▸ **Çıkarılan veri girdileri**
:::
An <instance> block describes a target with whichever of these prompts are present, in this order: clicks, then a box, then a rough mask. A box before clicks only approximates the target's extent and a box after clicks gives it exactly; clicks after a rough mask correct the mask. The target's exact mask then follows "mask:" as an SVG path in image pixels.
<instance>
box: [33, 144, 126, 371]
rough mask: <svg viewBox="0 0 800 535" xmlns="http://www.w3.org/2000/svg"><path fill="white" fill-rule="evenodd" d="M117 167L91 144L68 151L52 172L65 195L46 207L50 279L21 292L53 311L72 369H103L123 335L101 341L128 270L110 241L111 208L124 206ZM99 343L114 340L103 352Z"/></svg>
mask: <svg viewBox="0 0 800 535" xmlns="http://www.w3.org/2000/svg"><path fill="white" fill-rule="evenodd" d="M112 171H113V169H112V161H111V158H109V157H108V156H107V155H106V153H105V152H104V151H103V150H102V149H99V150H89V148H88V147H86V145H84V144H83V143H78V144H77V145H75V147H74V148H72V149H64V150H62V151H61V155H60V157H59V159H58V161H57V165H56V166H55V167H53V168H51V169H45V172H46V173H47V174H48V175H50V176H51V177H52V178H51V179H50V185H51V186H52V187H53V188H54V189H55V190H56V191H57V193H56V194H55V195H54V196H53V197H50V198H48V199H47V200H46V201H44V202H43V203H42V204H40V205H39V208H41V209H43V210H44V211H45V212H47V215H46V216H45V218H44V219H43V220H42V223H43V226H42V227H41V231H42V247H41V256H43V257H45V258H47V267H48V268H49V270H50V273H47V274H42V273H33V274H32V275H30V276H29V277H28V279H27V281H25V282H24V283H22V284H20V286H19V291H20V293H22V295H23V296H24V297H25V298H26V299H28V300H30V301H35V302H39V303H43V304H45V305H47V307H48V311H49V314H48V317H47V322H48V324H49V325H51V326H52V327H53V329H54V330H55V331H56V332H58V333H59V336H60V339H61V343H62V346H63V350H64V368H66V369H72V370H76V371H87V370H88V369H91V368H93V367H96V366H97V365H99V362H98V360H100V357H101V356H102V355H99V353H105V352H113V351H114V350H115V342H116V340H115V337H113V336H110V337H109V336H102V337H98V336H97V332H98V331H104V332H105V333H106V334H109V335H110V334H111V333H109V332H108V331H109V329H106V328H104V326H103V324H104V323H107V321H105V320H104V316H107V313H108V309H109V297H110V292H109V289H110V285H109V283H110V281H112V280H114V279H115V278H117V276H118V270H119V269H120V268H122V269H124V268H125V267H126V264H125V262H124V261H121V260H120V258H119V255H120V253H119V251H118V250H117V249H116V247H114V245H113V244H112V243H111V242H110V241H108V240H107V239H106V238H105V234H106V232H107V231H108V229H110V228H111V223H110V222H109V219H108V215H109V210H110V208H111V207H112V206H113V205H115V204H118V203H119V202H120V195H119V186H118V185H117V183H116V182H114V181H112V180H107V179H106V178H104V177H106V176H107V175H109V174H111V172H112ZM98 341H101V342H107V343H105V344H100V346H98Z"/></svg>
:::
▸ **Alıştırma yönergesi**
Verinin başından "rough mask: <svg" ifadesini içeren satıra kadar, iki uç da dahil olmak üzere tüm satırları numaralı liste olarak yazın. Boş satırları atlayın.

▸ **Alıştırma çıktısı**
1. An <instance> block describes a target with whichever of these prompts are present, in this order: clicks, then a box, then a rough mask. A box before clicks only approximates the target's extent and a box after clicks gives it exactly; clicks after a rough mask correct the mask. The target's exact mask then follows "mask:" as an SVG path in image pixels.
2. <instance>
3. box: [33, 144, 126, 371]
4. rough mask: <svg viewBox="0 0 800 535" xmlns="http://www.w3.org/2000/svg"><path fill="white" fill-rule="evenodd" d="M117 167L91 144L68 151L52 172L65 195L46 207L50 279L21 292L53 311L72 369H103L123 335L101 341L128 270L110 241L111 208L124 206ZM99 343L114 340L103 352Z"/></svg>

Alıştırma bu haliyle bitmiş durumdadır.